**Problem statement:**
Write each entry out again exactly, with nothing omitted.

(Referring expression pointing data)
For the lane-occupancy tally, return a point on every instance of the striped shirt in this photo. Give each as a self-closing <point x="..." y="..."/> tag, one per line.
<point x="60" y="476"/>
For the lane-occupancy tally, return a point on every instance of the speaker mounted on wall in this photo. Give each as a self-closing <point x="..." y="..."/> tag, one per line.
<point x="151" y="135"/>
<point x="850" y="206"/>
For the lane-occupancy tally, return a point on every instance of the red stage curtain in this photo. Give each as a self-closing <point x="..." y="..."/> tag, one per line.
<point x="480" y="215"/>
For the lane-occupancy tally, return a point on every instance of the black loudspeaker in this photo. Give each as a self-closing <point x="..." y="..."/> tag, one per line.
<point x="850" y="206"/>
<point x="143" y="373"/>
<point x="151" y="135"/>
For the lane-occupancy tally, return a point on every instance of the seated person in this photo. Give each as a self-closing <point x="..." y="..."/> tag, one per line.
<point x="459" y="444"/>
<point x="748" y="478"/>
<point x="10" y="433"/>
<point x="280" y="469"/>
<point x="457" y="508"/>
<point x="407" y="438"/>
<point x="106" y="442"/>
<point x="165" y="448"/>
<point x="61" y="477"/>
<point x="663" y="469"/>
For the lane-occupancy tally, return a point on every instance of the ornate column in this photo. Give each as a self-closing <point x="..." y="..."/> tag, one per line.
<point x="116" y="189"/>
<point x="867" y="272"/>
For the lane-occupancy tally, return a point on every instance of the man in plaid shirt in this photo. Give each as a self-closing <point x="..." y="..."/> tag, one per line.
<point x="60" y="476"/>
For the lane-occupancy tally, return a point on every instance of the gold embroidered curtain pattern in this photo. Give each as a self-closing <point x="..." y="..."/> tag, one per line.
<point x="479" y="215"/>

**Expected answer:**
For the lane-occupancy tally, return a point on every instance of the striped shirt in this photo. Give each as a self-closing <point x="..." y="..."/> tag, one per line.
<point x="60" y="476"/>
For the lane-occupancy tally, return a point on every instance of the speaker mounted on wall in this photo. Give each as a self-closing <point x="..." y="..."/> tag, one per line.
<point x="151" y="135"/>
<point x="850" y="206"/>
For the lane-occupancy tally, return a point on every instance of the red stage curtain in this photo. Give each as a self-closing <point x="..." y="..."/> tag, one per line.
<point x="480" y="215"/>
For the lane-occupancy tally, return a point on every instance of the black loudspeaker in this photo. Give each as a self-closing <point x="..." y="..."/> tag, one per line.
<point x="850" y="206"/>
<point x="143" y="373"/>
<point x="151" y="135"/>
For the lane-occupancy tally, return a point on every instance of the seated person in this photo. Give each as a self-closing <point x="..." y="..."/> tag, one per line.
<point x="459" y="444"/>
<point x="748" y="478"/>
<point x="10" y="433"/>
<point x="280" y="469"/>
<point x="457" y="508"/>
<point x="407" y="438"/>
<point x="106" y="442"/>
<point x="165" y="448"/>
<point x="61" y="477"/>
<point x="663" y="469"/>
For the lane-occupancy tally, return a point on every instance of the ornate column in this photo. Give each as a self-closing <point x="..." y="..."/> tag, one per line.
<point x="116" y="189"/>
<point x="867" y="272"/>
For the lane-occupancy tally, return a point on every instance of the man in plaid shirt in this photo. Give each as a self-closing <point x="..." y="..."/> tag, one per line.
<point x="60" y="476"/>
For the lane-occupancy tally, return a point on every instance of the gold embroidered curtain pattern in this photo. Give each as a self-closing <point x="..." y="..."/> tag, one per line.
<point x="479" y="215"/>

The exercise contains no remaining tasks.